_MATERIAL SUPPLIED_
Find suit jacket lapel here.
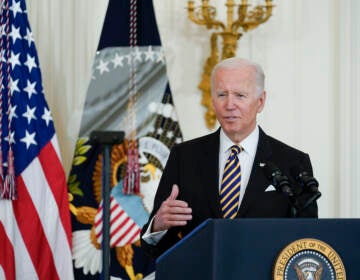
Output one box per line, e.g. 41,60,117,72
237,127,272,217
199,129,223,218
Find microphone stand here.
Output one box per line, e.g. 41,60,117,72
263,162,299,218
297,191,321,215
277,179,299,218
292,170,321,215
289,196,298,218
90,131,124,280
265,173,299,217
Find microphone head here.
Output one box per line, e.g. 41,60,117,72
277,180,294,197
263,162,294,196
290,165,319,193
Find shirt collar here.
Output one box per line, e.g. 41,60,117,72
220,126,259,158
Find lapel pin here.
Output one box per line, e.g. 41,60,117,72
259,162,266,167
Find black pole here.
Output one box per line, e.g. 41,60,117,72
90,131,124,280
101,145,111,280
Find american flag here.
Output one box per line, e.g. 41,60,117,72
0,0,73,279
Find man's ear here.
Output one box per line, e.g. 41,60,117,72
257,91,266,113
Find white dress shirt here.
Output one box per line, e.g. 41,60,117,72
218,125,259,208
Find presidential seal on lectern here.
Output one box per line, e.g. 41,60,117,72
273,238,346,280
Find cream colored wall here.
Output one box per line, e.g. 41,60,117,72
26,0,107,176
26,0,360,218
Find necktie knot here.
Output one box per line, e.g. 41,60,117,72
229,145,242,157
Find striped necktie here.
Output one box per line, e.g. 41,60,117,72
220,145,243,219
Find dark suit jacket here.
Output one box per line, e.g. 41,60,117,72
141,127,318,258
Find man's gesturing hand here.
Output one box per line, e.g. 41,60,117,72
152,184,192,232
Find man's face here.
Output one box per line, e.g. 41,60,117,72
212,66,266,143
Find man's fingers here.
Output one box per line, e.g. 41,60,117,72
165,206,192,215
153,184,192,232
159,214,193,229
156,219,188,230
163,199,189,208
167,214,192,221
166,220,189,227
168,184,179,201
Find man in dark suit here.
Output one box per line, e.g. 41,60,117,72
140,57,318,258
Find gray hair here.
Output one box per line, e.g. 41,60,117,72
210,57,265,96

_WHAT IS BEING ASKED_
When a line in the listing above holds the word "jacket", copy it.

_WRITTEN REPLY_
Find suit jacket lapel here.
Find dark suit jacket here.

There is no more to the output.